## Work to complete
Please return all records verbatim, no pictures.

Records drawn from a dataset
=== Section Start ===
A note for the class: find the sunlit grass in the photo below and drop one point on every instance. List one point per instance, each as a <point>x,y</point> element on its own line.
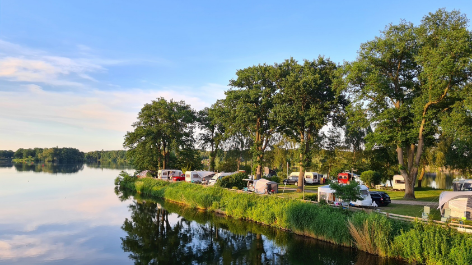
<point>422,194</point>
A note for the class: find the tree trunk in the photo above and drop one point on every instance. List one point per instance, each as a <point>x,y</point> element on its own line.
<point>421,177</point>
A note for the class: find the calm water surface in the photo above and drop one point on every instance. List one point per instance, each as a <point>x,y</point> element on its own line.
<point>70,214</point>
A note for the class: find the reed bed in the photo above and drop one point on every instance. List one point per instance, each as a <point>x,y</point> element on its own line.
<point>373,233</point>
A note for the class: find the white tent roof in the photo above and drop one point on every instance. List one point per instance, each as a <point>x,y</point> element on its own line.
<point>449,195</point>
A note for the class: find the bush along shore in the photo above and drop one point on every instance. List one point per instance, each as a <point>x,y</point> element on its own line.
<point>373,233</point>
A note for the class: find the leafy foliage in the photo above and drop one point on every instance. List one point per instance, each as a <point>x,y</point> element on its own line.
=== Section End ===
## Expected output
A note for the class: find the sunlit grass in the photo below and drop one point on every instance. List one point per instance, each as a <point>x,y</point> element on its own line.
<point>422,194</point>
A note for the class: find the tree trunk in the photo above and drop one point on every instance. List one point per instance, each as a <point>x,y</point> element on its own line.
<point>421,177</point>
A note for the class: find the calm water surface in the photo above and drop one point on every instance. List one point per instance, each as a <point>x,y</point> element on its own line.
<point>70,214</point>
A note for the class: find the reed bed in the photo above and drop one point on every instance. List one point per instance, each as a <point>x,y</point> element on its own line.
<point>373,233</point>
A note for the class: find the white tent roof in the photo above and drop one point on every instance. List one point per instance, each as a <point>x,y</point> element on its own line.
<point>449,195</point>
A note for the class: find the bush along shore in the photo above and drop one point on every instance. List one point per instance, each as a <point>x,y</point> element on its own line.
<point>373,233</point>
A note for the class: find the leafy foliage in the photo above and drop one point on every instance. List one point per instance, each as a <point>x,y</point> element on its own line.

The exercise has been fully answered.